CONSIGNA ESCRITA 1:
Según la homilía, ¿por qué los cristianos de Tierra Santa están llamados a ser un faro de fe y levadura de armonía? Explícalo en una a tres oraciones.
CONSIGNA ESCRITA 2:
Reanuda la homilía sobre los cristianos de Tierra Santa a partir de su última oración.

2009-05-17
Ventana Pontificia
Un reconocimiento de los sufrimientos de los cristianos de Tierra Santa
Publicamos la homilía que pronunció Benedicto XVI en la tarde del martes 12 de mayo, al celebrar la misa en el Valle de Josafat junto a unos seis mil fieles. Era la primera vez que un Papa celebraba la Eucaristía al aire libre en la Ciudad Santa.
Queridos hermanos y hermanas en el Señor:
"Cristo ha resucitado, aleluya". Con estas palabras os saludo con gran afecto. Doy las gracias al patriarca Fouad Twal por sus palabras de bienvenida en vuestro nombre, y ante todo, expreso también mi alegría al estar aquí para celebrar esta Eucaristía con vosotros, Iglesia en Jerusalén. Nos hemos reunido aquí bajo el Monte de los Olivos, donde nuestro Señor rezó y sufrió, donde lloró por amor a esta ciudad y a la que deseó que pudiera conocer "el camino de la paz" (Cf. Lucas 19, 42), y donde él regresó al Padre, dando su última bendición terrena a sus discípulos y a nosotros. Acojamos hoy esta bendición. Él os la imparte de manera especial a vosotros, queridos hermanos y hermanas, que estáis unidos en una ininterrumpida línea con los primeros discípulos que encontraron al Señor Resucitado al partir el pan, que experimentaron la efusión del Espíritu Santo en el Cenáculo, que fueron convertidos por la predicación de San Pedro y de los demás apóstoles. Saludo también a todos los presentes, y de manera especial a los fieles de la Tierra Santa que por varias razones no han podido estar aquí con nosotros.
Como sucesor de san Pedro, he recorrido sus pasos para proclamar al Señor resucitado entre vosotros, para confirmaros en la fe de vuestros padres e invocar sobre vosotros el consuelo que es el don del Paráclito. Al estar ante vosotros hoy, deseo reconocer las dificultades, la frustración, la pena y el sufrimiento que tantos de vosotros han soportado como consecuencia de los conflictos que han afligido a estas tierras, así como las amargas experiencias de desplazamientos que muchas de sus familias han conocido y --Dios no lo permita-- pueden aún conocer. Deseo que mi presencia aquí sea un signo de que no sois olvidados, de que vuestra perseverante presencia y testimonio son preciosos a los ojos de Dios y son un elemento de futuro para estas tierras. A causa de vuestras profundas raíces en estos lugares, de vuestra antigua y fuerte cultura cristiana y de vuestra perdurable confianza en las promesas de Dios, vosotros, cristianos de Tierra Santa, estáis llamados a ser no sólo un faro de fe para la iglesia universal, sino también levadura de armonía, sabiduría y equilibrio en la vida de una sociedad que tradicionalmente ha sido, y sigue siendo, pluralista, multiétnica y multirreligiosa.

DATOS EN BRUTO:
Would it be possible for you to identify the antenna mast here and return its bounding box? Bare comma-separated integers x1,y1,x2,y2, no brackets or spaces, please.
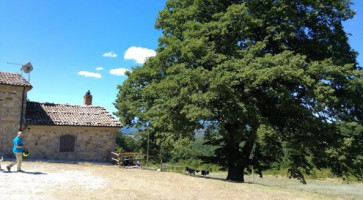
7,62,33,82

RESPUESTA 1:
La homilía lo atribuye a tres cosas: sus profundas raíces en esos lugares, su antigua y fuerte cultura cristiana y su perdurable confianza en las promesas de Dios. Por ello están llamados a ser faro de fe para la Iglesia universal y levadura de armonía, sabiduría y equilibrio en una sociedad pluralista, multiétnica y multirreligiosa.

RESPUESTA 2:
Jerusalén en realidad ha sido siempre una ciudad en la cual resuenan lenguas diversas, cuyas piedras son pisadas por pueblos de toda raza y lengua, cuyos muros son símbolo del cuidado providente de Dios para toda la familia humana. Como un microcosmos de nuestro mundo globalizado, esta ciudad, debe vivir su vocación universal, debe ser un lugar que enseñe la universalidad, el respeto por los demás, el diálogo y la mutua comprensión; un lugar donde el prejuicio, la ignorancia y el miedo que la alimenta, sean superados por la honestidad, la integridad y la búsqueda de la paz. No debería haber lugar entre estos muros para la mezquindad, la discriminación, la violencia y la injusticia. Los creyentes en un Dios de misericordia --ya sea que se identifiquen como judíos, cristianos o musulmanes--, deben ser los primeros en promover esta cultura de la reconciliación y de la paz, por más lento que sea el proceso y más agobiante el peso de los recuerdos pasados.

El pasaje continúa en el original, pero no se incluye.